» Task statement: Show each line of the material below that contains the word "prompts", copying the whole line.

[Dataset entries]
((

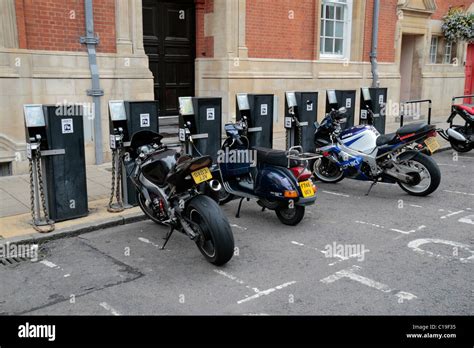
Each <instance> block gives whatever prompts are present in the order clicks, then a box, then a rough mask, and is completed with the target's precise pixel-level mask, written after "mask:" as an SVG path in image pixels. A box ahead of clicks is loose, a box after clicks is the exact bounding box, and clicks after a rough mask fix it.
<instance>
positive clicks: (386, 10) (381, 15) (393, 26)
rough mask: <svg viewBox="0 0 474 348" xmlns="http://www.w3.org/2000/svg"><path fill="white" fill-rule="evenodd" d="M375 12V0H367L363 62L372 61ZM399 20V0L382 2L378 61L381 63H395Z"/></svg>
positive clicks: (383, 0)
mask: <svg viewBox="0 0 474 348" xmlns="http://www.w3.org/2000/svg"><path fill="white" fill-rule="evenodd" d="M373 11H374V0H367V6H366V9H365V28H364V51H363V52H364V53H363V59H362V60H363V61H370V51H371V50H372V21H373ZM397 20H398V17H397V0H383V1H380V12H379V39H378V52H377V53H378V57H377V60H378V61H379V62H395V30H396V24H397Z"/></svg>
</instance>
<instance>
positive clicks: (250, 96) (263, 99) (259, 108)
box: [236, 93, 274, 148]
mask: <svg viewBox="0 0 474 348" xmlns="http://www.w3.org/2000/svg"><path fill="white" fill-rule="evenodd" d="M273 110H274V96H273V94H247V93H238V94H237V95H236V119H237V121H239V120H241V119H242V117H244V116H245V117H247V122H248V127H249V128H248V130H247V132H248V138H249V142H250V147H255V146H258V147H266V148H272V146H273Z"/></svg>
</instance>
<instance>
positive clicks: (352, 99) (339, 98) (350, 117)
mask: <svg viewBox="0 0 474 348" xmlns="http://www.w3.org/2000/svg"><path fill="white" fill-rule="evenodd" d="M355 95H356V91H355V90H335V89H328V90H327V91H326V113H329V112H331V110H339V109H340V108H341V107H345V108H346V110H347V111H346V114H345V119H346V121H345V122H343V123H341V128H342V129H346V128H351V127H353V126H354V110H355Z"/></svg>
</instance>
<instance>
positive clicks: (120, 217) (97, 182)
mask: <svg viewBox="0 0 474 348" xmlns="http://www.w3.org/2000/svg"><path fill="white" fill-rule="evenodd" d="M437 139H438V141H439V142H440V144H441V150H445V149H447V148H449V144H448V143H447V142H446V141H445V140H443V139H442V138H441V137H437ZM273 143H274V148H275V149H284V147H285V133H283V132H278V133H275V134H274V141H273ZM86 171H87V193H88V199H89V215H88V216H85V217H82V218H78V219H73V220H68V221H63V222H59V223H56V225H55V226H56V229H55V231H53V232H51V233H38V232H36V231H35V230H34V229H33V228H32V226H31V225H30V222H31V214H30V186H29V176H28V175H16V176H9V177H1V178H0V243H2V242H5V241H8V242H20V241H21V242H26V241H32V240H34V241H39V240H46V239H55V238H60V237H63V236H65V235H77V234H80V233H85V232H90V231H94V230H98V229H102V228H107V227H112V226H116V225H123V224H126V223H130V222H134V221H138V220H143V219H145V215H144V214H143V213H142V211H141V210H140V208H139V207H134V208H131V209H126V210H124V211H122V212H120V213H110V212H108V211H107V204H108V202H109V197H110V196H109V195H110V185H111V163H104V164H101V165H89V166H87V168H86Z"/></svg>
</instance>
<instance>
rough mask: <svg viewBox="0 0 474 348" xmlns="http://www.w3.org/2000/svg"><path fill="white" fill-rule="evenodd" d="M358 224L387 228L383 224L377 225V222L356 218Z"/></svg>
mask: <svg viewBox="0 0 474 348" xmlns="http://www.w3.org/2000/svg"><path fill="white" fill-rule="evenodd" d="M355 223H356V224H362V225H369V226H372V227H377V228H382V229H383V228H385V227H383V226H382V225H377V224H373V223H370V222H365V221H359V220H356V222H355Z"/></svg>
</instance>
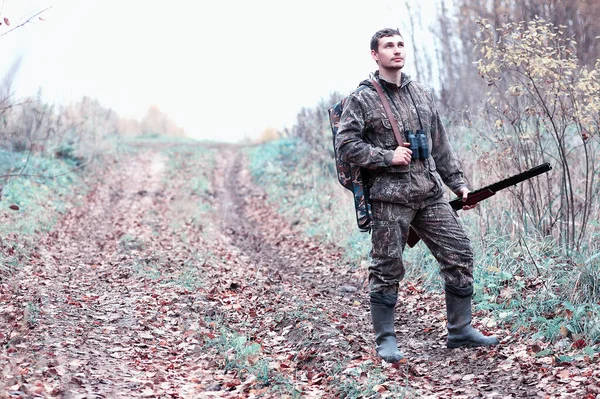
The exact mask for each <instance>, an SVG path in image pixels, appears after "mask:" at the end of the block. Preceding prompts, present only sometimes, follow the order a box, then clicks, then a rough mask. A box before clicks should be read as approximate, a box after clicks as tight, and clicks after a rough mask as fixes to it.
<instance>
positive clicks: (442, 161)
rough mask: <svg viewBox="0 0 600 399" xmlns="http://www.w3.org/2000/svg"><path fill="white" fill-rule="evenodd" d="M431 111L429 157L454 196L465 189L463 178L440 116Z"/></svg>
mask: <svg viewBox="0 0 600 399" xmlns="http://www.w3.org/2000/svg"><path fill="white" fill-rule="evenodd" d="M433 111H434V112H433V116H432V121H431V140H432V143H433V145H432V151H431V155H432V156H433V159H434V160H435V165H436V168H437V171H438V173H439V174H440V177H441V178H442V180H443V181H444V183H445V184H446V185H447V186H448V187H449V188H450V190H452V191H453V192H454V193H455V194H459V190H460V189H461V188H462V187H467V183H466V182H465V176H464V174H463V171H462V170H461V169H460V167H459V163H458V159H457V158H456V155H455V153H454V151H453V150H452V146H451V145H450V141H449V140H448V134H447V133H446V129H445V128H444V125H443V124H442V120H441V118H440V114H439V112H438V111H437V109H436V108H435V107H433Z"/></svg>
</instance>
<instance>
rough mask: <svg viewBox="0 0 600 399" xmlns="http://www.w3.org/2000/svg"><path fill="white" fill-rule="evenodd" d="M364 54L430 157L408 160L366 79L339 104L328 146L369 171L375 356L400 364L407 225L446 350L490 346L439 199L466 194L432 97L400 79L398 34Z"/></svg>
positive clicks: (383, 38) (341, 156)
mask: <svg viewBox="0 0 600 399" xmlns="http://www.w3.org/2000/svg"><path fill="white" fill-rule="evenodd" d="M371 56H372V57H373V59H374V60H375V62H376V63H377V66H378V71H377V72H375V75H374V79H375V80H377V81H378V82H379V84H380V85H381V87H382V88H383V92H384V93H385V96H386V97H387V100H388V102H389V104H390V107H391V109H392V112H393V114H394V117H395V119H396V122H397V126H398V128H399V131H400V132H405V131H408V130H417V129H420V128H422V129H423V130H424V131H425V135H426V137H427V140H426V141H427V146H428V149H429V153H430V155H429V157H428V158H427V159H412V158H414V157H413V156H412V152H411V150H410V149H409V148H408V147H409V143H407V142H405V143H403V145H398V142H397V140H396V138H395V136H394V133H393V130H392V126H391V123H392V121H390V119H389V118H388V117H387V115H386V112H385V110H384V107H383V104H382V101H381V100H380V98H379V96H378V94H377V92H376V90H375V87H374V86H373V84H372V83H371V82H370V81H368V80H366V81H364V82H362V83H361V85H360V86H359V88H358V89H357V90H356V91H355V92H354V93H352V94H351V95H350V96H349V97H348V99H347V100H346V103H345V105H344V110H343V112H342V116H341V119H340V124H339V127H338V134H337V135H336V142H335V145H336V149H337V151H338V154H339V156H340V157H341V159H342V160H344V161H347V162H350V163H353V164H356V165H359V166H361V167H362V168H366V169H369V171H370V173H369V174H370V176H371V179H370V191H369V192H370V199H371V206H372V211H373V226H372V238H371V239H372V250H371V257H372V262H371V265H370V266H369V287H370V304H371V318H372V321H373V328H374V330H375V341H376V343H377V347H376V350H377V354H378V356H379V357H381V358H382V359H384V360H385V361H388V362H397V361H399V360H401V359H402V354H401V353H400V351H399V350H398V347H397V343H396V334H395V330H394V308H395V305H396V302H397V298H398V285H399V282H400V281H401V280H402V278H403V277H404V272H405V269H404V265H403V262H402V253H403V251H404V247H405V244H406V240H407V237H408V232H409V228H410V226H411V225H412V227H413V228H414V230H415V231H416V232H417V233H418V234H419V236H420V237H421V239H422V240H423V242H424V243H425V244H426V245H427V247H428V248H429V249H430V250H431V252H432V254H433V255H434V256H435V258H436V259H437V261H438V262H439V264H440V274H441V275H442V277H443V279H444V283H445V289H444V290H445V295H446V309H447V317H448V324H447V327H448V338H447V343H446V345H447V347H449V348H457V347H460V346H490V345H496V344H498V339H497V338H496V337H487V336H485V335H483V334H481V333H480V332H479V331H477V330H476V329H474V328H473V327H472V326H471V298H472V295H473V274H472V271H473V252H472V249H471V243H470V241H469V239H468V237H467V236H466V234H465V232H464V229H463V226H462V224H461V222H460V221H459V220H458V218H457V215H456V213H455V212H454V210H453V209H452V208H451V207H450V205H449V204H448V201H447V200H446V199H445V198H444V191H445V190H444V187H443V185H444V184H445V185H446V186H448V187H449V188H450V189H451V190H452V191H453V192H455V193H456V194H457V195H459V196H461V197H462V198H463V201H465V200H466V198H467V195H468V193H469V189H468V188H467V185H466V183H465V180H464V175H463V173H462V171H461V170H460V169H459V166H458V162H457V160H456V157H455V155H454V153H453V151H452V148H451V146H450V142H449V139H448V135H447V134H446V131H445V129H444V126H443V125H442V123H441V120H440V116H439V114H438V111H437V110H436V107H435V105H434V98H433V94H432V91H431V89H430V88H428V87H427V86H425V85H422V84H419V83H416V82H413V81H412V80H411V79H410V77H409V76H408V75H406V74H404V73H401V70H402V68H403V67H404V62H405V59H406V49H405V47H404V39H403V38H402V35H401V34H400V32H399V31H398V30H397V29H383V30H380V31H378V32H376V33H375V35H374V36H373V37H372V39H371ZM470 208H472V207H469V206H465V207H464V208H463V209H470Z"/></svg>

))

» Reply to the task:
Each <instance> block gives whatever prompts are present in the order clicks, then a box, then a rough mask, and is completed with the target's precise pixel-level mask, written after "mask:" as an SVG path in image pixels. A box ahead of clicks is loose, a box after clicks is the exact bounding box, and clicks after a rough mask fix it.
The exact mask for each <instance>, an SVG path in image pixels, appears after "mask:" at the end of the block. Preceding prompts, present only sometimes, follow the order a box, then clicks, then a rough mask. A box before clicks should be read as approximate, a box after clicks as tight, and clicks after a rough mask as fixes to it.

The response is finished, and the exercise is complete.